BEGIN SUPPLIED TEXT
Eradicating these practices was a necessary condition for the capitalist rationalization of work, since magic appeared as an illicit form of power and an instrument to obtain what one wanted without work, that is, a refusal to work in action. "Magic kills industry," lamented Francis Bacon, admitting that nothing repelled him so much as the assumption that one could obtain results with a few idle expedients, rather than with the sweat of one's brow.
Magic, moreover, rested upon a qualitative conception of space and time that precluded a regularization of the labor process. How could the new entrepreneurs impose regular work patterns on a proletariat anchored in the belief that there are lucky and unlucky days, that is, days on which one can travel and on which one should not move from home, days on which to marry and others on which every enterprise should be cautiously avoided? Equally incompatible with the capitalist work-discipline was a conception of the cosmos that attributed special powers to the individual: the magnetic look, the power to make oneself invisible, to leave one's body, to chain the will of others by magical incantations.
END SUPPLIED TEXT
BEGIN DATASET CONTENT
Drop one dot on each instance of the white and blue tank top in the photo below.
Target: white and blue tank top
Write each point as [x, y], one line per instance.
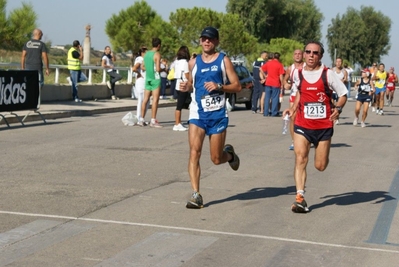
[208, 105]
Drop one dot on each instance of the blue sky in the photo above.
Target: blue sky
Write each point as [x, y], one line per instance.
[64, 21]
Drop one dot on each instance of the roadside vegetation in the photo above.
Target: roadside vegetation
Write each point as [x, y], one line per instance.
[246, 29]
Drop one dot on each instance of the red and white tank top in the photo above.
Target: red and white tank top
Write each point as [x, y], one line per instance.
[314, 108]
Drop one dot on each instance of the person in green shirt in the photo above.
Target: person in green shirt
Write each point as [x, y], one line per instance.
[152, 67]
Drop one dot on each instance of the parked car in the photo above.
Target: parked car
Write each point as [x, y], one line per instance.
[247, 86]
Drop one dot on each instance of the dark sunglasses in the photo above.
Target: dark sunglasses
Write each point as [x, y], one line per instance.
[313, 52]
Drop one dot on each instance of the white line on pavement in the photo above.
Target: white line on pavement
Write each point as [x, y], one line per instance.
[199, 231]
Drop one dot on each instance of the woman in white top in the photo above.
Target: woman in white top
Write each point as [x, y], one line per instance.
[107, 62]
[181, 74]
[140, 79]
END DATASET CONTENT
YOUR TASKS ->
1) Answer these from the passage on magic and work discipline:
(a) Who lamented that "Magic kills industry"?
(b) What kind of conception of space and time did magic rest upon?
(c) What could magical incantations do to others?
2) Which special powers does the passage on magic and work discipline say the cosmos attributed to the individual? List every one.
3) Pick up the passage on magic and work discipline where it stops, and carry it on.
The records are separate material, apart from the passage on magic and work discipline.

SOLVED PROBLEMS ->
1)
(a) Francis Bacon
(b) A qualitative conception
(c) Chain the will of others

2)
- the magnetic look
- the power to make oneself invisible
- the power to leave one's body
- the power to chain the will of others by magical incantations

3)
It would not be fruitful to investigate whether these powers were real or imaginary. It can be said that all precapitalist societies have believed in them and, in recent times, we have witnessed a revaluation of practices that, at the time we refer to, would have been condemned as witchcraft. Let us mention the growing interest in parapsychology and biofeedback practices that are increasingly applied even by mainstream medicine. The revival of magical beliefs is possible today because it no longer represents a social threat. The mechanization of the body is so constitutive of the individual that, at least in the industrialized countries, giving space to the belief in occult forces does not jeopardize the regularity of social behavior. Astrology too can be allowed to return, with the certainty that even the most devoted consumer of astral charts will automatically consult the watch before going to work.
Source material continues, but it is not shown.